Exercise brief:
Could you reproduce the data below exactly, line for line, leaving out the pictures?

[Dataset — start]

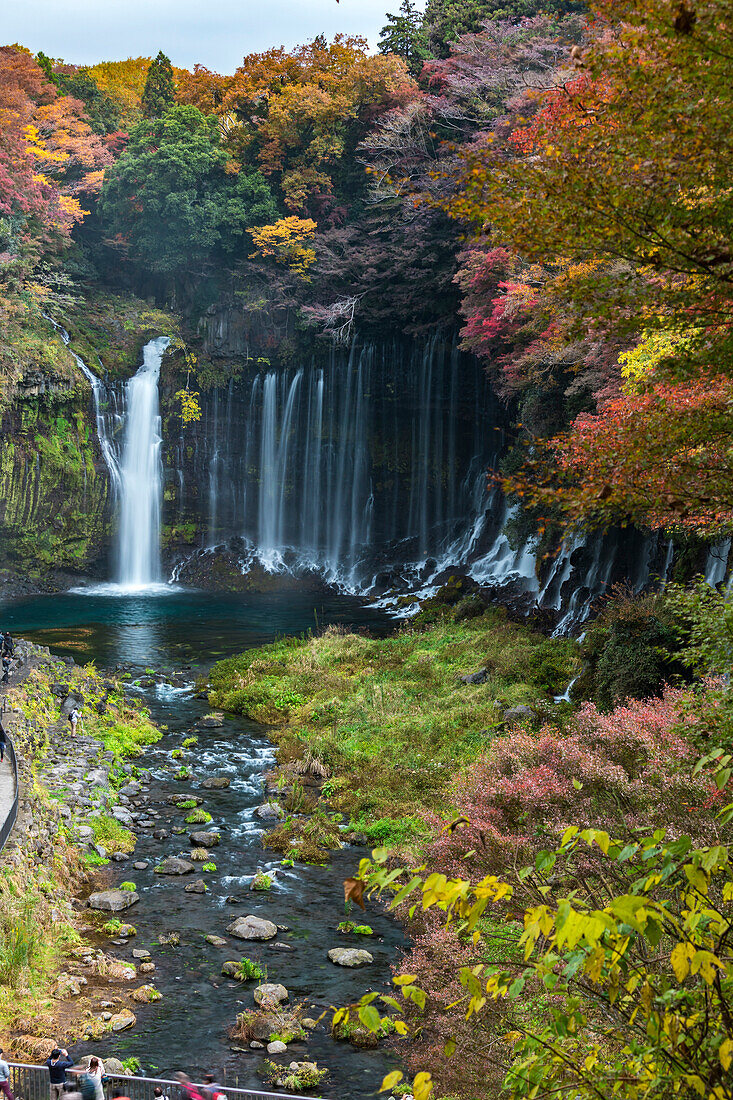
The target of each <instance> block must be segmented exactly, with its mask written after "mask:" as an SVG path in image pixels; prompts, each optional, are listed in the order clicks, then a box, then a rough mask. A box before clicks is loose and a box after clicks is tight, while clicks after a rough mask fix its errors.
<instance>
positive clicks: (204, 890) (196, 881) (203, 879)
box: [184, 879, 208, 893]
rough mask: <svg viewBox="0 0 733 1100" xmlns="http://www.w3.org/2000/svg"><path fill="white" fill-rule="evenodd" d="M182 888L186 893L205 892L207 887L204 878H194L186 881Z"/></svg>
mask: <svg viewBox="0 0 733 1100" xmlns="http://www.w3.org/2000/svg"><path fill="white" fill-rule="evenodd" d="M184 890H185V891H186V893H206V891H207V890H208V887H207V884H206V882H205V881H204V879H196V881H195V882H187V883H186V886H185V887H184Z"/></svg>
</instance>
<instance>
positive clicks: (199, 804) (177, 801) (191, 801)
mask: <svg viewBox="0 0 733 1100" xmlns="http://www.w3.org/2000/svg"><path fill="white" fill-rule="evenodd" d="M165 801H166V802H167V803H168V805H171V806H179V805H180V803H182V802H194V803H196V805H197V806H200V804H201V802H203V801H204V799H199V798H198V796H197V795H196V794H168V796H167V799H166V800H165Z"/></svg>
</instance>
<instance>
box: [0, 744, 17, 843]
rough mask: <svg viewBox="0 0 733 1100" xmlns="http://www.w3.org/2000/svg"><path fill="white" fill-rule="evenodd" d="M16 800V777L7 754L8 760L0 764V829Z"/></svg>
mask: <svg viewBox="0 0 733 1100" xmlns="http://www.w3.org/2000/svg"><path fill="white" fill-rule="evenodd" d="M14 798H15V775H14V773H13V768H12V764H11V763H10V760H9V758H8V755H7V753H6V759H4V760H3V761H2V763H0V828H1V827H2V824H3V822H4V820H6V817H7V816H8V814H9V813H10V807H11V806H12V804H13V799H14Z"/></svg>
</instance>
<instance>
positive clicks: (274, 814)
mask: <svg viewBox="0 0 733 1100" xmlns="http://www.w3.org/2000/svg"><path fill="white" fill-rule="evenodd" d="M254 814H255V816H256V817H260V818H261V820H262V821H278V822H282V821H283V818H284V817H285V814H284V812H283V809H282V806H281V805H280V803H278V802H263V803H262V805H261V806H258V809H256V810H255V811H254Z"/></svg>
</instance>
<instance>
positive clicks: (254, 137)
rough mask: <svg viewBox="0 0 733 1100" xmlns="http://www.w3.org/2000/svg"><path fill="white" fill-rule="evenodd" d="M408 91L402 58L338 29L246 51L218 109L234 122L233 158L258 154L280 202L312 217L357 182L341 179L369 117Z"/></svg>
mask: <svg viewBox="0 0 733 1100" xmlns="http://www.w3.org/2000/svg"><path fill="white" fill-rule="evenodd" d="M414 94H415V88H414V85H413V83H412V80H411V78H409V75H408V73H407V67H406V65H405V63H404V61H403V59H402V58H400V57H394V56H384V55H381V54H380V55H378V56H376V57H375V56H370V54H369V53H368V52H366V43H365V41H364V40H362V38H349V37H346V36H343V35H337V36H336V37H335V38H333V41H332V42H330V43H328V42H326V40H325V38H322V37H320V38H316V40H314V42H310V43H308V44H306V45H305V46H299V47H298V48H297V50H295V51H292V52H289V53H287V52H286V51H284V50H271V51H267V52H266V53H264V54H253V55H250V56H248V57H245V58H244V62H243V64H242V66H241V67H240V68H239V69H238V70H237V73H236V74H234V78H233V81H232V84H231V86H230V88H229V89H228V90H227V92H226V96H225V100H223V103H222V107H221V112H220V113H221V114H222V116H231V117H232V118H233V119H234V120H236V122H237V124H236V125H234V127H232V128H231V129H230V130H229V133H228V144H229V146H230V149H231V150H232V153H233V155H234V156H236V158H237V160H239V161H242V162H243V161H245V160H248V158H252V157H254V158H256V161H258V162H259V164H260V165H261V167H262V171H263V172H264V173H265V174H266V175H267V176H271V177H272V178H274V179H276V180H277V182H278V185H280V188H281V190H282V194H283V198H284V201H285V205H286V206H287V207H288V208H289V209H291V210H292V211H294V212H297V213H299V215H303V213H305V215H311V216H313V215H317V213H319V212H320V209H321V207H322V206H324V202H326V204H329V202H330V200H331V198H332V196H333V194H335V193H338V191H339V190H342V193H348V194H352V193H353V190H354V186H358V180H357V178H355V177H353V176H350V177H349V179H348V186H342V187H341V186H340V185H346V184H347V180H346V178H344V176H343V174H344V172H346V171H347V163H348V161H349V155H350V154H352V153H353V150H354V147H355V145H357V144H358V142H359V140H360V139H361V138H362V136H363V135H364V133H365V132H366V128H368V123H369V122H370V121H371V120H372V119H373V118H374V117H375V116H376V114H378V113H380V112H381V111H383V110H385V109H387V108H389V107H391V106H393V105H395V103H396V102H400V101H402V100H404V99H405V98H406V97H409V96H411V95H414ZM351 163H352V162H351ZM361 179H362V186H363V173H362V174H361Z"/></svg>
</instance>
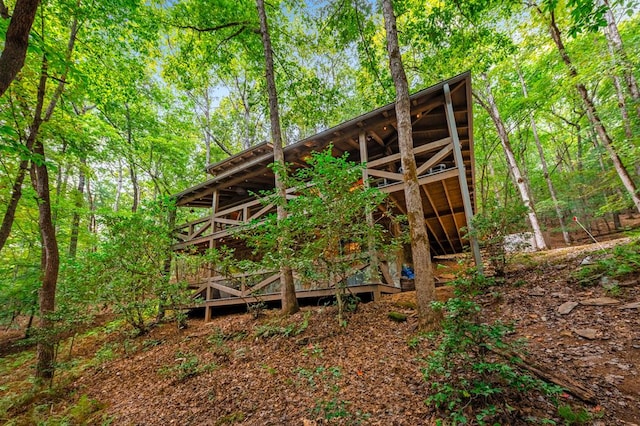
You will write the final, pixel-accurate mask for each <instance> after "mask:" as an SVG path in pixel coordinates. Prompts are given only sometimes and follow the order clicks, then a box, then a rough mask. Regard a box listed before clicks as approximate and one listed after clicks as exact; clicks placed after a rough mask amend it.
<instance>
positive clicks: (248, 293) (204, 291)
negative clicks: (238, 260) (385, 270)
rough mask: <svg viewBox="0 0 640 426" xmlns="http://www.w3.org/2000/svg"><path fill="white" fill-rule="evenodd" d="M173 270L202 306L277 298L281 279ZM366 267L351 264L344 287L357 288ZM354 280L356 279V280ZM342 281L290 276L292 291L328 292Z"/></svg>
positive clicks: (196, 267) (271, 274)
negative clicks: (197, 299) (265, 298)
mask: <svg viewBox="0 0 640 426" xmlns="http://www.w3.org/2000/svg"><path fill="white" fill-rule="evenodd" d="M174 267H175V268H176V269H175V271H174V279H177V280H182V281H186V282H187V284H188V286H189V288H190V289H191V290H192V295H193V297H194V298H197V299H199V300H201V301H202V302H209V301H213V300H220V299H232V298H239V299H248V298H257V299H259V298H260V296H267V295H274V294H280V290H281V286H280V285H281V281H280V278H281V275H280V272H279V271H278V272H275V271H267V270H262V271H256V272H250V273H236V274H231V275H216V272H215V271H212V270H211V268H210V267H209V265H200V266H197V267H193V266H191V267H189V266H188V265H185V264H181V263H180V262H177V263H176V264H175V265H174ZM368 267H369V264H368V263H363V262H360V263H356V264H354V265H353V266H352V267H351V269H350V272H349V273H348V274H347V275H348V276H349V277H348V278H347V280H346V285H347V286H353V285H359V284H362V283H364V279H362V277H363V275H359V274H364V273H365V271H366V269H367V268H368ZM356 277H358V279H356ZM341 280H342V279H335V280H327V281H305V280H302V279H301V277H300V276H298V275H297V274H294V282H295V286H296V291H298V292H300V291H311V290H320V289H331V288H335V286H336V285H337V284H338V282H340V281H341Z"/></svg>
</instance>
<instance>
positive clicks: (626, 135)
mask: <svg viewBox="0 0 640 426" xmlns="http://www.w3.org/2000/svg"><path fill="white" fill-rule="evenodd" d="M609 53H610V54H611V58H612V59H613V61H612V62H613V66H614V69H613V71H614V72H612V73H611V80H612V81H613V87H614V88H615V89H616V97H617V98H618V108H620V115H621V116H622V123H623V125H624V135H625V136H626V137H627V139H629V140H631V139H632V138H633V131H632V130H631V120H630V119H629V111H627V101H626V100H625V98H624V92H623V91H622V83H621V81H620V77H619V76H618V74H616V73H615V64H616V60H615V56H614V52H613V49H612V47H611V45H609Z"/></svg>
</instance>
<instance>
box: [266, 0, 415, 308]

[Dataset — finish]

Result of this task:
The target of each <instance> block must be segmented exactly, with its mask written after "mask:" as an SVG path in image pixels; prompts, each optional, are listed in the order clicks, then a box, then a rough mask. A box before clicks is loose and a box after clicks is tight, while clicks after a rough mask fix its errors.
<instance>
positive clicks: (204, 890) (196, 881) (203, 879)
box: [184, 879, 208, 893]
rough mask: <svg viewBox="0 0 733 1100" xmlns="http://www.w3.org/2000/svg"><path fill="white" fill-rule="evenodd" d="M182 888L186 893L205 892L207 887L204 878H194L186 881Z"/></svg>
mask: <svg viewBox="0 0 733 1100" xmlns="http://www.w3.org/2000/svg"><path fill="white" fill-rule="evenodd" d="M184 890H185V891H186V893H206V891H207V890H208V887H207V884H206V882H205V881H204V879H196V881H195V882H187V883H186V886H185V887H184Z"/></svg>
</instance>
<instance>
positive clicks: (199, 804) (177, 801) (191, 801)
mask: <svg viewBox="0 0 733 1100" xmlns="http://www.w3.org/2000/svg"><path fill="white" fill-rule="evenodd" d="M165 801H166V802H167V803H168V805H171V806H179V805H180V803H182V802H194V803H196V805H197V806H200V804H201V802H203V801H204V799H199V798H198V796H197V795H196V794H168V796H167V799H166V800H165Z"/></svg>
</instance>
<instance>
box: [0, 744, 17, 843]
rough mask: <svg viewBox="0 0 733 1100" xmlns="http://www.w3.org/2000/svg"><path fill="white" fill-rule="evenodd" d="M16 800V777L7 754L8 760L0 764V829Z"/></svg>
mask: <svg viewBox="0 0 733 1100" xmlns="http://www.w3.org/2000/svg"><path fill="white" fill-rule="evenodd" d="M14 798H15V775H14V773H13V768H12V764H11V763H10V760H9V758H8V755H7V753H6V759H4V760H3V761H2V763H0V828H1V827H2V824H3V822H4V820H6V817H7V816H8V814H9V813H10V807H11V806H12V804H13V799H14Z"/></svg>
</instance>
<instance>
positive clicks: (274, 814)
mask: <svg viewBox="0 0 733 1100" xmlns="http://www.w3.org/2000/svg"><path fill="white" fill-rule="evenodd" d="M254 814H255V816H256V817H260V818H261V820H262V821H278V822H282V821H283V818H284V817H285V814H284V812H283V809H282V806H281V805H280V803H278V802H263V803H262V805H261V806H258V809H256V810H255V811H254Z"/></svg>
</instance>
<instance>
positive clicks: (254, 137)
rough mask: <svg viewBox="0 0 733 1100" xmlns="http://www.w3.org/2000/svg"><path fill="white" fill-rule="evenodd" d="M408 91L402 58L338 29L246 51L218 109L234 122L233 158L258 154L280 202L312 217L357 182L341 179L369 117Z"/></svg>
mask: <svg viewBox="0 0 733 1100" xmlns="http://www.w3.org/2000/svg"><path fill="white" fill-rule="evenodd" d="M414 94H415V88H414V85H413V83H412V80H411V78H409V75H408V73H407V67H406V65H405V63H404V61H403V59H402V58H400V57H394V56H384V55H381V54H380V55H378V56H376V57H375V56H370V54H369V53H368V52H366V43H365V41H364V40H362V38H349V37H346V36H343V35H337V36H336V37H335V38H333V41H332V42H330V43H328V42H326V40H325V38H322V37H320V38H316V40H314V42H310V43H308V44H306V45H305V46H299V47H298V48H297V50H295V51H292V52H289V53H287V52H286V51H284V50H271V51H267V52H266V53H264V54H253V55H250V56H248V57H245V58H244V62H243V64H242V66H241V67H240V68H239V69H238V70H237V73H236V74H234V78H233V81H232V84H231V86H230V88H229V89H228V90H227V92H226V96H225V100H223V103H222V107H221V112H220V113H221V114H222V116H231V117H232V118H233V119H234V120H236V122H237V124H236V125H234V127H232V128H231V129H230V130H229V133H228V144H229V146H230V149H231V150H232V153H233V155H234V156H236V158H237V160H239V161H242V162H243V161H245V160H248V158H252V157H254V158H256V161H258V162H259V164H260V165H261V167H262V171H263V172H264V173H265V174H266V175H267V176H271V177H272V178H274V179H276V180H277V182H278V185H280V188H281V190H282V194H283V198H284V201H285V205H286V206H287V207H288V208H289V209H291V210H292V211H294V212H297V213H299V215H303V213H305V215H311V216H313V215H317V213H319V212H320V209H321V207H322V206H324V202H326V204H329V202H330V200H331V198H332V196H333V194H335V193H338V191H339V190H342V193H348V194H352V193H353V190H354V186H358V180H357V178H355V177H353V176H350V177H349V179H348V186H342V187H341V186H340V185H346V184H347V180H346V178H344V176H343V174H344V172H346V171H347V163H348V161H349V155H350V154H352V153H353V150H354V147H355V145H357V144H358V142H359V140H360V139H361V138H362V136H363V135H364V133H365V132H366V128H368V123H369V122H370V121H371V120H372V119H373V118H374V117H375V116H376V114H378V113H380V112H381V111H383V110H385V109H387V108H389V107H391V106H393V105H395V103H396V102H400V101H402V100H404V99H405V98H406V97H409V96H411V95H414ZM351 163H352V162H351ZM361 179H362V186H363V173H362V174H361Z"/></svg>
</instance>
You will write the final, pixel-accurate mask for each <instance> after "mask:" as an SVG path in pixel coordinates. Prompts are given only sometimes and follow the order clicks, then a box, then a rough mask. Regard a box listed before clicks as approximate and one listed after clicks as exact; clicks placed after a rough mask amend it.
<instance>
positive clicks: (248, 293) (204, 291)
negative clicks: (238, 260) (385, 270)
rough mask: <svg viewBox="0 0 640 426" xmlns="http://www.w3.org/2000/svg"><path fill="white" fill-rule="evenodd" d="M173 270L202 306L277 298L281 279ZM366 267L351 264L344 287L357 288ZM354 280L356 279V280ZM342 281L290 276L292 291L328 292Z"/></svg>
positive clicks: (196, 267) (271, 274)
negative clicks: (197, 299) (265, 298)
mask: <svg viewBox="0 0 640 426" xmlns="http://www.w3.org/2000/svg"><path fill="white" fill-rule="evenodd" d="M174 267H175V268H176V269H175V271H174V279H177V280H182V281H186V282H187V284H188V286H189V288H190V289H191V290H192V295H193V297H194V298H197V299H199V300H201V301H202V302H209V301H213V300H220V299H232V298H239V299H248V298H257V299H259V298H260V296H267V295H274V294H280V290H281V286H280V285H281V281H280V278H281V275H280V272H279V271H278V272H275V271H267V270H262V271H256V272H250V273H236V274H231V275H216V272H215V271H212V270H211V268H210V267H209V265H200V266H197V267H193V266H191V267H189V266H188V265H185V264H181V263H180V262H177V263H176V264H175V265H174ZM368 267H369V264H368V263H363V262H360V263H356V264H354V265H353V266H352V267H351V269H350V272H349V273H348V274H347V275H348V276H349V277H348V278H347V280H346V285H347V286H353V285H359V284H362V283H364V279H362V277H363V275H359V274H364V273H365V271H366V269H367V268H368ZM356 277H358V279H356ZM341 280H342V279H335V280H327V281H305V280H302V279H301V277H300V276H298V275H297V274H294V282H295V286H296V291H298V292H300V291H311V290H320V289H331V288H335V286H336V285H337V284H338V282H340V281H341Z"/></svg>
</instance>
<instance>
positive clicks: (626, 135)
mask: <svg viewBox="0 0 640 426" xmlns="http://www.w3.org/2000/svg"><path fill="white" fill-rule="evenodd" d="M609 53H610V54H611V58H612V59H613V61H612V62H613V66H614V69H613V71H614V72H612V73H611V80H612V81H613V87H614V88H615V89H616V97H617V98H618V108H620V115H621V116H622V123H623V125H624V135H625V136H626V137H627V139H629V140H631V139H632V138H633V131H632V130H631V120H630V119H629V111H627V101H626V100H625V98H624V92H623V91H622V83H621V81H620V77H619V76H618V74H616V73H615V64H616V60H615V56H614V52H613V49H612V47H611V45H609Z"/></svg>
</instance>
<instance>
box: [266, 0, 415, 308]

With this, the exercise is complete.